┌──
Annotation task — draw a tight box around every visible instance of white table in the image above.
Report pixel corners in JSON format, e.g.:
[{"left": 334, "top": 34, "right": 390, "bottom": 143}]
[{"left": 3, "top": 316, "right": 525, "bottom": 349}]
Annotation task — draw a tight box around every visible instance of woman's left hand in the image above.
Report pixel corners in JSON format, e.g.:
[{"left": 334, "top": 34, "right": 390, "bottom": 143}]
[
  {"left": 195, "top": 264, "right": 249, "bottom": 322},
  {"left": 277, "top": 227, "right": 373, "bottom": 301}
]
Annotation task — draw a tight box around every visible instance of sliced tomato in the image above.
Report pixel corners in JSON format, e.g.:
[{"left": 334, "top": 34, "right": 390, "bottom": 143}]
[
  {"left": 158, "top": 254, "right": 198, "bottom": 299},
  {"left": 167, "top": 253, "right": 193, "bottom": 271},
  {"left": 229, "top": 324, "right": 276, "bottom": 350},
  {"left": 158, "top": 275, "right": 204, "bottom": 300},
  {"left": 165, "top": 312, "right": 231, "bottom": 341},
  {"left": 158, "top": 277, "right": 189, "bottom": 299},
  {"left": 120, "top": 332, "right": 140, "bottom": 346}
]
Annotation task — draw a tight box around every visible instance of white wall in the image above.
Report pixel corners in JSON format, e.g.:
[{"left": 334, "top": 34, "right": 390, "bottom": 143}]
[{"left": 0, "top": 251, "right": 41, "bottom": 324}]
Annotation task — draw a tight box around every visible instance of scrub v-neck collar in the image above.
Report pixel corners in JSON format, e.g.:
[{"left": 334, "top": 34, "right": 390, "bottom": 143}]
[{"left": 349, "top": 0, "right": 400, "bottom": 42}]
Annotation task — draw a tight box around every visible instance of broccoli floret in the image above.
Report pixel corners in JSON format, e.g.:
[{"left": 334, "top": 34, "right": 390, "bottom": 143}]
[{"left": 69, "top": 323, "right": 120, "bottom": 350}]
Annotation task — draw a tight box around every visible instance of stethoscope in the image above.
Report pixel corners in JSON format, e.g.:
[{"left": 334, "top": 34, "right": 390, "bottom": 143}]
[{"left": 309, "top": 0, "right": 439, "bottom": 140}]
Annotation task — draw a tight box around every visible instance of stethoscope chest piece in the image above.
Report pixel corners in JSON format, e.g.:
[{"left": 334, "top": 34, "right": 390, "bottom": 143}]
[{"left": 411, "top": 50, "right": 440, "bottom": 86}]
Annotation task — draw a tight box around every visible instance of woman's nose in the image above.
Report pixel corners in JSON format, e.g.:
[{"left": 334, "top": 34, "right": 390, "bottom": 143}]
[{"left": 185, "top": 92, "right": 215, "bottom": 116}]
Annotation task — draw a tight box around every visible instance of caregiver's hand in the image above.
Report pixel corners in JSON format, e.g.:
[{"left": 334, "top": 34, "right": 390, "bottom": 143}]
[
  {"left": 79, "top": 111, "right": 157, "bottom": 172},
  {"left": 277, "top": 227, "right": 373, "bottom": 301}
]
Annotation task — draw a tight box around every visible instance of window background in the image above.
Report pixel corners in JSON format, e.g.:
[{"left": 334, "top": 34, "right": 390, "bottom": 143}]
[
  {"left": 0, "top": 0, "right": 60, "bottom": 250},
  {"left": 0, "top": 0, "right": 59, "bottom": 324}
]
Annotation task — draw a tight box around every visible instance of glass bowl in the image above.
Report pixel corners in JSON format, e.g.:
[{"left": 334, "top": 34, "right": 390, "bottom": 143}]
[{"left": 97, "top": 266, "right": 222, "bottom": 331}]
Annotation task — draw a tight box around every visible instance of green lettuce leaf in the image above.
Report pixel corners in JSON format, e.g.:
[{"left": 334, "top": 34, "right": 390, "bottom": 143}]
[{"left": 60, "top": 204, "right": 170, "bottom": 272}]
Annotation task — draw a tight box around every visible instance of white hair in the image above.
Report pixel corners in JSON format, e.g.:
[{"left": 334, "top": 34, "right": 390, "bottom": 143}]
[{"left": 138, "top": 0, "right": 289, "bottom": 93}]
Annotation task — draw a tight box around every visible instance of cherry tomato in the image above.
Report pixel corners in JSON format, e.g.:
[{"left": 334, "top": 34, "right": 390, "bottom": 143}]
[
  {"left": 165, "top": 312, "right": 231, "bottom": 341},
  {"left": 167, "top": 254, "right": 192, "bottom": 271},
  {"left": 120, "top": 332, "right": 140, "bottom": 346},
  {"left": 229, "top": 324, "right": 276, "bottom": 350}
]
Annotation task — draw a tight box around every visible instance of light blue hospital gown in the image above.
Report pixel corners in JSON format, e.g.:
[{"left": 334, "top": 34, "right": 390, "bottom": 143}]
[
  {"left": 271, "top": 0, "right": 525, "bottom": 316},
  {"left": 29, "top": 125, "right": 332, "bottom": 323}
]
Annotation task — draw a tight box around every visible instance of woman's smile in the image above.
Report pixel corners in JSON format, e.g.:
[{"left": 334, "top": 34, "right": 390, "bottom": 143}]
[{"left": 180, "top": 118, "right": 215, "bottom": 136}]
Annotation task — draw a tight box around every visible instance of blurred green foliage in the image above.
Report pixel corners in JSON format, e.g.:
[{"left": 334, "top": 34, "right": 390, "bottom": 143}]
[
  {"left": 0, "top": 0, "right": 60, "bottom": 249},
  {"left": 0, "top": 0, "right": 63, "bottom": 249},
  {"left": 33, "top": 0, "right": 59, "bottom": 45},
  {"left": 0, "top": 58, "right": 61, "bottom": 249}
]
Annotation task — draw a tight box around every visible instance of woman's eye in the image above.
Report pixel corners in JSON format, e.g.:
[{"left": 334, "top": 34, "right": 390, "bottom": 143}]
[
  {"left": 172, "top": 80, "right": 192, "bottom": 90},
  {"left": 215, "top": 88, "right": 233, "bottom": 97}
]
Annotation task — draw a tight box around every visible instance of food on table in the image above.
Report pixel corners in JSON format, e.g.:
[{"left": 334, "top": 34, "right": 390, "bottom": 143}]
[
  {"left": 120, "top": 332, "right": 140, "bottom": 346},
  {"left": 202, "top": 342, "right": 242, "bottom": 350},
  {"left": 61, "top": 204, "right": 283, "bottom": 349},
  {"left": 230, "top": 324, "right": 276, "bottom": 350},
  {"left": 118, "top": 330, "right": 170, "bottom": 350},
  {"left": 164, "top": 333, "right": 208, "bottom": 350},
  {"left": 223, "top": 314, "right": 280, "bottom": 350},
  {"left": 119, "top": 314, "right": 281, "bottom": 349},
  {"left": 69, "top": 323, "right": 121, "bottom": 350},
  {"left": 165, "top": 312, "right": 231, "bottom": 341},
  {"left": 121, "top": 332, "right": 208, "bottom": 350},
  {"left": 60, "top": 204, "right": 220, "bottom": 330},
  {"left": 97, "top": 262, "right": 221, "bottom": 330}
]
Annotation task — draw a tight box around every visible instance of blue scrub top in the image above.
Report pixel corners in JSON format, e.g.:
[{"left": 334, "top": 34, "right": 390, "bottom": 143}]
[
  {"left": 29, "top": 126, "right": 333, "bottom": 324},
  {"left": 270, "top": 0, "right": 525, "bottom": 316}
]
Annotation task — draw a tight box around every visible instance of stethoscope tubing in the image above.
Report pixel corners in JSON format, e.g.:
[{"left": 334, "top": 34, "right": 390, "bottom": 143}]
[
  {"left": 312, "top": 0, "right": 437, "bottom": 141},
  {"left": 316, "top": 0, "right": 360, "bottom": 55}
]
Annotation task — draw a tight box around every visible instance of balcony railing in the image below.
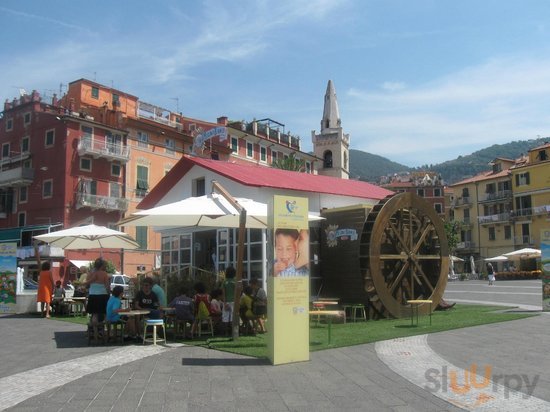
└──
# What to do:
Copy down each line in the entries that has the word "table".

# The answer:
Annotation task — draw a tight box around every visible instance of white table in the image above.
Annotation task — draw a tight box around every visible instance of food on table in the image above.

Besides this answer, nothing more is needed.